## TASK INSTRUCTIONS
Nothing but the lines from the one containing "Where can the destination" through the last line should be written out, please, exactly as they stand.

━━━━

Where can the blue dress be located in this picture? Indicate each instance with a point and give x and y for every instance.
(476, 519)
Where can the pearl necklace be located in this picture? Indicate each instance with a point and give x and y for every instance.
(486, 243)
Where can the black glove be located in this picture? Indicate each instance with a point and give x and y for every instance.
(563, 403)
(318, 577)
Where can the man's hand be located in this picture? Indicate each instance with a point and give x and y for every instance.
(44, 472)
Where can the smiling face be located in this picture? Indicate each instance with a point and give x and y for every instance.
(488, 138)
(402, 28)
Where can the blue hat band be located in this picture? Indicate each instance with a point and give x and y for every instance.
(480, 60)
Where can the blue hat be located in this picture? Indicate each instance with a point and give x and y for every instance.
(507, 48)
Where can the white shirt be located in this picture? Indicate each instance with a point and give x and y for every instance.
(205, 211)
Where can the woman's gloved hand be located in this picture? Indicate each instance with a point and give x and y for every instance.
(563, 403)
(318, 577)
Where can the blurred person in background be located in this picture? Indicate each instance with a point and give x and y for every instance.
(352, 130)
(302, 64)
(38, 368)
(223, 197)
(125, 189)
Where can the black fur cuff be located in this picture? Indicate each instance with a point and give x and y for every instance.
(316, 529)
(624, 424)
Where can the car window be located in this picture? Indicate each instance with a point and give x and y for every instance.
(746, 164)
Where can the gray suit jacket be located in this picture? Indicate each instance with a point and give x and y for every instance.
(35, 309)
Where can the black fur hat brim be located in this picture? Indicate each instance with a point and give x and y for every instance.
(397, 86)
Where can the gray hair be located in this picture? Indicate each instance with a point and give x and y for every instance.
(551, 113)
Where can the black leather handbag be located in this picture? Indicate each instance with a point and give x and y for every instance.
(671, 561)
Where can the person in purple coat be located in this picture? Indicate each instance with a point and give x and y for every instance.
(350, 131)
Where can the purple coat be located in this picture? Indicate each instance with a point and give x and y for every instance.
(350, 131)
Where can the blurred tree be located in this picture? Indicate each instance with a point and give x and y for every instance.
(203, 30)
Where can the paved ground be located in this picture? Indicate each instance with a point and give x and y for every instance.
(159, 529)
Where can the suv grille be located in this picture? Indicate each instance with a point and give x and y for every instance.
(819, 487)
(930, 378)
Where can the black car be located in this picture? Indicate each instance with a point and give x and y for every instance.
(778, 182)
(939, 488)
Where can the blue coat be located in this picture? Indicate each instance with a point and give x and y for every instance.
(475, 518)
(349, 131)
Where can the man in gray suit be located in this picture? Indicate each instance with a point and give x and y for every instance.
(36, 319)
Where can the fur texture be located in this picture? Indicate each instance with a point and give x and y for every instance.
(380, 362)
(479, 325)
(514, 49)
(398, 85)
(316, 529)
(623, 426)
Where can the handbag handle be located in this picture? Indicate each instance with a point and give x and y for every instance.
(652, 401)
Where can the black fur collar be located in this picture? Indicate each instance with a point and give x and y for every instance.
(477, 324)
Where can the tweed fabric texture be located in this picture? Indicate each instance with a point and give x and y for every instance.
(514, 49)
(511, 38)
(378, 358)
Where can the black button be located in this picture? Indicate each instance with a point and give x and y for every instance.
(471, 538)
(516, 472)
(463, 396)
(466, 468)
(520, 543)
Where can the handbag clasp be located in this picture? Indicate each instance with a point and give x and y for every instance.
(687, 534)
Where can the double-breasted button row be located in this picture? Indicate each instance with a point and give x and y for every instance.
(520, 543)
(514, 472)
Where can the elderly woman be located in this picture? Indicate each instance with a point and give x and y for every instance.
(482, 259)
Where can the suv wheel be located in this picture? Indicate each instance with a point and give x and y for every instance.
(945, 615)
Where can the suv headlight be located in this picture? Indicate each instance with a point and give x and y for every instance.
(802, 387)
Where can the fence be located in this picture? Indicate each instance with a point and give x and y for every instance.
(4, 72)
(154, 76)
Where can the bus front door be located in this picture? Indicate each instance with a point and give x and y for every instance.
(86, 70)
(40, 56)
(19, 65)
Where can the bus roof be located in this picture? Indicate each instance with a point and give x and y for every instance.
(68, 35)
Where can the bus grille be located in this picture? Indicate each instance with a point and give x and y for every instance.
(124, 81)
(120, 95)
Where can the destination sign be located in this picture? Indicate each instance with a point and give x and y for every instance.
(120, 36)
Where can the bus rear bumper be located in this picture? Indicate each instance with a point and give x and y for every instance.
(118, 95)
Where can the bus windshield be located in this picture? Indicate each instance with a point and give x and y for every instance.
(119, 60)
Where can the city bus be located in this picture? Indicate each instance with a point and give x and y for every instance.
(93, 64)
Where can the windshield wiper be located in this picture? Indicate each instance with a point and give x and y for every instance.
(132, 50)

━━━━

## TASK SOLUTION
Where can the destination sign be located in this picture? Indicate each instance with a point and give x and y for every instance.
(120, 36)
Where can the bus rear bumper be located in this picture? Indicate each instance with a point and give x and y for every instance.
(118, 95)
Where can the bus windshield be located in this picture? Indicate each instance with a point and give x and y for every instance.
(119, 60)
Where can the city bus be located in this picture? Indicate each instance with a point and give x and y for every instance.
(93, 64)
Where can the windshield wiper be located in this picture? Indicate each instance with a point and give x and y for every instance.
(132, 50)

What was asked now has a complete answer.